Description of the task: Please reproduce the entries that follow, keeping each word intact.

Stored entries
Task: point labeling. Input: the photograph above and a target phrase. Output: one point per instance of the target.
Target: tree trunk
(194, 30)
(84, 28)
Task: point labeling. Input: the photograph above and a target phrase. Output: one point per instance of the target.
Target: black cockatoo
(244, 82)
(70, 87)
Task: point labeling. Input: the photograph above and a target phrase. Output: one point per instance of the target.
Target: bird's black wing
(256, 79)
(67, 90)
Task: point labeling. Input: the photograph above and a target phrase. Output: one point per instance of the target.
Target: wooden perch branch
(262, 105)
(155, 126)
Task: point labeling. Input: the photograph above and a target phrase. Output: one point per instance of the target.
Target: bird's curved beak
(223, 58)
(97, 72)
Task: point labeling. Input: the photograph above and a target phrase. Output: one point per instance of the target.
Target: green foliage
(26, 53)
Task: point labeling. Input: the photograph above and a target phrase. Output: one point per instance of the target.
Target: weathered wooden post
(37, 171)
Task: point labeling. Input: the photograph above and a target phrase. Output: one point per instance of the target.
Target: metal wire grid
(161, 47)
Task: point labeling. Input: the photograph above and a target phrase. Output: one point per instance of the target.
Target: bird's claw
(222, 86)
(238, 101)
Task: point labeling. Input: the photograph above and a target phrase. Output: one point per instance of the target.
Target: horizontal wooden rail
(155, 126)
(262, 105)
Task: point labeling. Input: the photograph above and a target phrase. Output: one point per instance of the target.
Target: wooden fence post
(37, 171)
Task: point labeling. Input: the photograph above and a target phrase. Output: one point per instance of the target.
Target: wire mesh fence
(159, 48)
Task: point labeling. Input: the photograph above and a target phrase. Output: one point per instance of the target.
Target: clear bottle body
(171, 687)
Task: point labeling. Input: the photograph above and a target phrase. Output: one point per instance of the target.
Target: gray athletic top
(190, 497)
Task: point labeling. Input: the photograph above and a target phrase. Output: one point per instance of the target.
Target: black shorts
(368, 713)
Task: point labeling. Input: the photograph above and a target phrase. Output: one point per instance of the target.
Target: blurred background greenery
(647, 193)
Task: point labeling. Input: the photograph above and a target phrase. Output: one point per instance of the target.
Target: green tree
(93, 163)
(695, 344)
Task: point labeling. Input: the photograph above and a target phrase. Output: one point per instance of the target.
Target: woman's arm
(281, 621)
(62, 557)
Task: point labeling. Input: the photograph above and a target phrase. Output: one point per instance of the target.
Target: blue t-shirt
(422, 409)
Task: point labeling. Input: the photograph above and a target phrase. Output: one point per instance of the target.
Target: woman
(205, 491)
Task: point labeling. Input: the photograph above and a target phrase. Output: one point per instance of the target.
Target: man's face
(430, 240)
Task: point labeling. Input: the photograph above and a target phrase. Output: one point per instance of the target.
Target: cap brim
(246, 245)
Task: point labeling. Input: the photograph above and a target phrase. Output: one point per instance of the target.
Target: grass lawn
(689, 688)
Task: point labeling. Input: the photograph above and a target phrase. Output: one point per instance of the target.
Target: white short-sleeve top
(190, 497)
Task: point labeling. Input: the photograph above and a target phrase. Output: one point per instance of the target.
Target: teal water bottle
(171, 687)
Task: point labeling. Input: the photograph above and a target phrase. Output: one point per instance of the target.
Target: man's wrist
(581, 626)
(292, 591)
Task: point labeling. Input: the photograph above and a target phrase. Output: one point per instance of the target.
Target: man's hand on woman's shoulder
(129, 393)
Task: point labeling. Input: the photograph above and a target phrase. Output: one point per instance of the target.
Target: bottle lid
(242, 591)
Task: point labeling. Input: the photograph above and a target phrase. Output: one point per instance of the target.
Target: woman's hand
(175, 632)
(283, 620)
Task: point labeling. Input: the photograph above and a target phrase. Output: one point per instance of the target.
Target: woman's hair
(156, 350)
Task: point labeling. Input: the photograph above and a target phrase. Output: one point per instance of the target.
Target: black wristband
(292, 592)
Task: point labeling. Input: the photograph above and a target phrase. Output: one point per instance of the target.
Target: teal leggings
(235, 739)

Finished exercise:
Task: point labeling. Input: the photograph above and a target phrase. Output: one point per instance of the target.
Target: tree trunk
(194, 30)
(84, 28)
Task: point labeling. Input: the photograph above and a target phrase. Output: one point per instance of the target.
Target: black cockatoo
(244, 82)
(70, 87)
Task: point labeling. Input: the photograph above and a target phrase. Output: one point per instance of the target.
Target: bird's black wing
(256, 79)
(67, 90)
Task: point labeling. Input: the photograph above and a target phrase. Output: one point per instance of the target.
Target: wooden perch branch
(262, 105)
(155, 126)
Task: point labeling. Input: the photograph above and a target phrase. Output: one point per instance of the target.
Target: bird's curved beak
(223, 58)
(97, 72)
Task: point labeling. Input: the photograph above and a target phrase. Output: one point per instance of the target.
Target: green foliage
(26, 53)
Task: point labeling. Input: the photograph above and a target phrase. Output: one point per instance of the target.
Target: weathered wooden post
(37, 171)
Task: point labeling. Input: the photograph above and a target phrase. Output: one point per instance of the target.
Target: metal wire grid
(161, 47)
Task: point labeling. Input: the photograph above and a target phrase. Output: one point per instance of the target.
Target: bird's claw
(222, 86)
(238, 101)
Task: point labeling. Input: the photograph above and a target phrase. Output: one point per instance of the target.
Target: horizontal wooden rail
(155, 126)
(262, 105)
Task: point labeling. Input: the photograph above and a target phrase. Output: one point per instance of the target.
Target: wooden fence post
(37, 171)
Task: point labeling. Input: the photograph above and a target phrase. Output: one point per instance of the target.
Target: wire mesh fence
(159, 48)
Task: point labeling. Input: the photograph above and a target phrase. Output: one point per instance of the target.
Target: clear bottle body
(171, 687)
Task: point labeling. Input: the photograph above and a target phrase. Output: one point per instance of the target.
Target: gray athletic top
(190, 497)
Task: point labeling. Input: the photograph above and a target phrase. Output: one point per instance of the target.
Target: black shorts
(368, 713)
Task: point labeling. Input: the photograph above and a target phrase. Output: one point per instance of the target.
Target: blurred background greenery
(647, 193)
Task: point labeling. Input: the photograph above and a target phrase. Output: one point per instance of the target.
Target: green tree
(93, 163)
(695, 344)
Task: point labeling. Input: the photograph above and a target phrase. Output: one point per instance of the target.
Target: woman's arm
(281, 621)
(62, 557)
Task: point labeling. Input: the photograph above and a target phrase. Output: one point per instance of the target.
Target: blue t-shirt
(422, 409)
Task: point labeling. Input: the photograph above and a target phrase. Output: one point per instance of the target.
Target: woman
(205, 491)
Task: point labeling. Input: the photograph above and a target phrase. Output: one point per instance of the target.
Target: man's face
(430, 240)
Task: point labeling. Input: the photograph above and a target phrase. Output: one point per instance of the target.
Target: cap brim
(246, 245)
Task: point labeling. Input: the photograph above and a target phrase. Output: one point per instance of the target.
Target: grass lawn
(689, 688)
Task: point labeling. Input: the photograph above and a target phrase. Output: one point per instance of the target.
Target: white short-sleeve top
(190, 497)
Task: point labeling. Input: the photograph above and a target phrase. Output: one point per instance of the target.
Target: teal water bottle
(171, 687)
Task: point labeling. Input: the photograph above and a target phrase. Output: one point per instance of the target.
Target: man's wrist
(581, 626)
(292, 591)
Task: point labeling. Input: the photograph above and a target phrase. Output: one point per instance of the target.
Target: man's hand on woman's shoulder
(129, 393)
Task: point labeling. Input: the photograph above and a target phrase. Output: one point per instance of the target.
Target: bottle lid
(242, 591)
Task: point labeling. Input: the photograph above and a target phrase. Output: one point per instance of the target.
Target: woman's hand
(175, 632)
(283, 620)
Task: point labeling. Input: the photograph above and a target phrase. Output: one point per instance of the target.
Target: woman's hair
(156, 350)
Task: point labeling. Input: the photograph above and a target phrase. Output: one point per instance of the target.
Target: black wristband
(292, 592)
Task: point labeling. Input: the photograph above and a target phrase. Output: one point per instance of the target.
Target: teal leggings
(235, 739)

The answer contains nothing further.